Object detection records
* begin *
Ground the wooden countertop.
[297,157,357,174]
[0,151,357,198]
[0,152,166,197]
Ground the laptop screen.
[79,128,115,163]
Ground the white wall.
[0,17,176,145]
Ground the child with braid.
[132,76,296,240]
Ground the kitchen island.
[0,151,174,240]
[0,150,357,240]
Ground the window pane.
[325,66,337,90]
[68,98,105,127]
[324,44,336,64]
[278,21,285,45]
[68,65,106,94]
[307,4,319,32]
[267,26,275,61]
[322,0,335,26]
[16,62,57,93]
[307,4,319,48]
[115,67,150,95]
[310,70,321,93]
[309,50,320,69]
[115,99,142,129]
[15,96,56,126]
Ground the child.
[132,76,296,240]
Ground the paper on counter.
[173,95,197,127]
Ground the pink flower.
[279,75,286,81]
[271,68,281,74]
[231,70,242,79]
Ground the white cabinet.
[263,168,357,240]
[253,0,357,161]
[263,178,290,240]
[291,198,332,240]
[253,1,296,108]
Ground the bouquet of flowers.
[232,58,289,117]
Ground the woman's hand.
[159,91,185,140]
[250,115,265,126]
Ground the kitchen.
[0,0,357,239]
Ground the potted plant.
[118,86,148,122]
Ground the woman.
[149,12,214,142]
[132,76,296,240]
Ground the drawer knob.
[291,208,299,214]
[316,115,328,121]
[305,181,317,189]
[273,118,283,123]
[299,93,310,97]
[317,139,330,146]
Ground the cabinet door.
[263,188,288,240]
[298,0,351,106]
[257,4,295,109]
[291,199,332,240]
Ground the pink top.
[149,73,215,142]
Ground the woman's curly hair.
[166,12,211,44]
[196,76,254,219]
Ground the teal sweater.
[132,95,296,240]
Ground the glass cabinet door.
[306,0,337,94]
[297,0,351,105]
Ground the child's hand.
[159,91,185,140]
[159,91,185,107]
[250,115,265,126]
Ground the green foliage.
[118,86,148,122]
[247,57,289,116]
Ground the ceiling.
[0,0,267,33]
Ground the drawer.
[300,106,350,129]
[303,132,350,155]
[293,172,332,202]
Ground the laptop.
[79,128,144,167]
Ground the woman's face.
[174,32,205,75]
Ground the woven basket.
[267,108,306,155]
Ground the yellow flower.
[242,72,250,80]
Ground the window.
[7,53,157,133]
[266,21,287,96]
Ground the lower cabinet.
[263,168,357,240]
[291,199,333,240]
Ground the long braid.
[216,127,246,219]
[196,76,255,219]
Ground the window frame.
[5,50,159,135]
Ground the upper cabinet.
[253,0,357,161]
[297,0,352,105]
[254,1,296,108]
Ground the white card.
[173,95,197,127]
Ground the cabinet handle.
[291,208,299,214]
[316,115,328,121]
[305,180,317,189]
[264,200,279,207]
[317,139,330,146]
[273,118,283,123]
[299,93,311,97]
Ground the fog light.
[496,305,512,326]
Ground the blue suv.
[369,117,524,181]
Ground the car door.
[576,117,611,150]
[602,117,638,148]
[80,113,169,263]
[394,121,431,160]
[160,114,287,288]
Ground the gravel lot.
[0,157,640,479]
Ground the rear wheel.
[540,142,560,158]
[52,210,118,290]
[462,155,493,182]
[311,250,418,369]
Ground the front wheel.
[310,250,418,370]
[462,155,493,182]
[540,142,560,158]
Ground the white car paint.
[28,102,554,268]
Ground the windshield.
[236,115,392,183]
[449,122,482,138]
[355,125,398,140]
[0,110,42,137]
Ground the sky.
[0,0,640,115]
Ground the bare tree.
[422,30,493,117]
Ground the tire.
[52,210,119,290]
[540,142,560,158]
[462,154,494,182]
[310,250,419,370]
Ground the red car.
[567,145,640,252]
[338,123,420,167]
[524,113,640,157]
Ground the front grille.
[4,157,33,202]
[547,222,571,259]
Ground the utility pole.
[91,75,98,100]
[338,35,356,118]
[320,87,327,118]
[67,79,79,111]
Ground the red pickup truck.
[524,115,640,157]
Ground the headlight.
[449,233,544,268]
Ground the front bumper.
* end *
Brief: Lay out the records above as a Markdown table with a "Row" column numbering each line and a "Line" column holding the line itself, omitting blank lines.

Solved problem:
| Row | Line |
|---|---|
| 1 | Ground the wooden countertop. |
| 2 | [297,157,357,174] |
| 3 | [0,151,357,198] |
| 4 | [0,152,166,197] |
| 5 | Ground the laptop screen. |
| 6 | [79,128,115,163] |
| 7 | Ground the white wall. |
| 8 | [0,17,176,145] |
| 9 | Ground the child with braid. |
| 10 | [132,76,296,240] |
| 11 | Ground the kitchen island. |
| 12 | [0,151,174,240] |
| 13 | [0,150,357,240] |
| 14 | Ground the window pane. |
| 15 | [325,66,337,90] |
| 16 | [68,98,105,127] |
| 17 | [324,44,336,64] |
| 18 | [278,21,285,45] |
| 19 | [68,65,106,94] |
| 20 | [307,4,319,32] |
| 21 | [267,26,275,61] |
| 22 | [322,0,335,26] |
| 23 | [16,62,57,93] |
| 24 | [307,4,319,48] |
| 25 | [115,67,150,95] |
| 26 | [310,70,321,93] |
| 27 | [309,50,320,69] |
| 28 | [115,99,142,129] |
| 29 | [15,96,56,126] |
| 30 | Ground the child. |
| 31 | [132,76,296,240] |
| 32 | Ground the paper on counter. |
| 33 | [173,95,197,127] |
| 34 | Ground the pink flower. |
| 35 | [279,75,286,81] |
| 36 | [271,68,281,74] |
| 37 | [231,70,242,79] |
| 38 | Ground the white cabinet. |
| 39 | [263,168,357,240] |
| 40 | [253,0,357,161] |
| 41 | [263,178,290,240] |
| 42 | [291,198,332,240] |
| 43 | [253,1,296,108] |
| 44 | Ground the bouquet of flowers. |
| 45 | [232,58,289,117] |
| 46 | Ground the woman's hand. |
| 47 | [159,91,185,140] |
| 48 | [250,115,265,126] |
| 49 | Ground the kitchen. |
| 50 | [0,0,357,239] |
| 51 | Ground the potted plant. |
| 52 | [118,86,148,122] |
| 53 | Ground the woman. |
| 54 | [149,12,214,142] |
| 55 | [132,76,296,240] |
| 56 | Ground the drawer knob. |
| 57 | [291,208,299,214] |
| 58 | [316,115,328,121] |
| 59 | [305,181,317,189] |
| 60 | [273,118,283,123] |
| 61 | [299,93,310,97] |
| 62 | [317,139,330,146] |
| 63 | Ground the cabinet door. |
| 64 | [263,188,288,240] |
| 65 | [298,0,351,106] |
| 66 | [257,4,295,109] |
| 67 | [291,199,332,240] |
| 68 | Ground the pink top. |
| 69 | [149,73,215,142] |
| 70 | Ground the woman's curly hair. |
| 71 | [166,12,211,44] |
| 72 | [196,76,254,219] |
| 73 | Ground the teal sweater. |
| 74 | [132,95,296,240] |
| 75 | Ground the glass cabinet door. |
| 76 | [306,0,337,94] |
| 77 | [297,0,351,105] |
| 78 | Ground the child's hand. |
| 79 | [159,91,185,140] |
| 80 | [159,91,185,107] |
| 81 | [250,115,265,126] |
| 82 | Ground the green foliage. |
| 83 | [118,86,148,122] |
| 84 | [247,57,289,116] |
| 85 | Ground the ceiling. |
| 86 | [0,0,267,33] |
| 87 | Ground the drawer. |
| 88 | [300,106,350,129] |
| 89 | [303,132,350,155] |
| 90 | [293,172,332,202] |
| 91 | Ground the laptop. |
| 92 | [79,128,144,167] |
| 93 | Ground the woman's face. |
| 94 | [174,32,205,75] |
| 95 | Ground the woven basket. |
| 96 | [267,108,306,155] |
| 97 | Ground the yellow flower. |
| 98 | [242,72,250,80] |
| 99 | Ground the window. |
| 100 | [7,53,157,133] |
| 101 | [266,21,287,96] |
| 102 | Ground the lower cabinet. |
| 103 | [263,168,357,240] |
| 104 | [291,199,333,240] |
| 105 | Ground the long braid. |
| 106 | [216,127,246,219] |
| 107 | [196,76,255,219] |
| 108 | Ground the window frame. |
| 109 | [5,50,159,135] |
| 110 | Ground the upper cabinet. |
| 111 | [253,0,357,161] |
| 112 | [297,0,352,105] |
| 113 | [254,1,296,108] |
| 114 | Ground the white card. |
| 115 | [173,95,197,127] |
| 116 | Ground the cabinet handle. |
| 117 | [291,208,299,214] |
| 118 | [316,115,328,121] |
| 119 | [305,180,317,189] |
| 120 | [264,200,279,207] |
| 121 | [317,139,330,146] |
| 122 | [273,118,283,123] |
| 123 | [299,93,311,97] |
| 124 | Ground the fog light. |
| 125 | [496,305,512,326] |
| 126 | Ground the blue suv. |
| 127 | [369,117,524,181] |
| 128 | Ground the car door. |
| 129 | [576,117,611,150] |
| 130 | [602,117,638,148] |
| 131 | [80,113,169,263] |
| 132 | [394,121,431,160] |
| 133 | [160,114,287,288] |
| 134 | Ground the gravel lot. |
| 135 | [0,157,640,479] |
| 136 | Ground the rear wheel. |
| 137 | [540,142,560,158] |
| 138 | [52,210,118,290] |
| 139 | [462,155,493,182] |
| 140 | [311,250,418,369] |
| 141 | Ground the front wheel. |
| 142 | [310,250,418,370] |
| 143 | [462,155,493,182] |
| 144 | [540,142,560,158] |
| 145 | Ground the white car paint. |
| 146 | [28,102,554,268] |
| 147 | Ground the windshield. |
| 148 | [236,115,392,183] |
| 149 | [449,122,482,138] |
| 150 | [355,125,398,140] |
| 151 | [0,110,42,137] |
| 152 | Ground the sky. |
| 153 | [0,0,640,115] |
| 154 | Ground the bare tree. |
| 155 | [422,30,493,117] |
| 156 | Ground the tire. |
| 157 | [52,210,119,290] |
| 158 | [540,142,560,158] |
| 159 | [462,154,494,182] |
| 160 | [310,250,419,370] |
| 161 | Ground the red car. |
| 162 | [567,145,640,252] |
| 163 | [338,123,420,167] |
| 164 | [524,113,640,157] |
| 165 | Ground the front grille. |
| 166 | [4,157,33,202] |
| 167 | [547,222,571,259] |
| 168 | Ground the utility pole. |
| 169 | [91,75,98,100] |
| 170 | [338,35,356,118] |
| 171 | [320,87,327,118] |
| 172 | [67,79,79,111] |
| 173 | Ground the red pickup truck. |
| 174 | [524,115,640,157] |
| 175 | Ground the headlight. |
| 176 | [449,233,544,268] |
| 177 | Ground the front bumper. |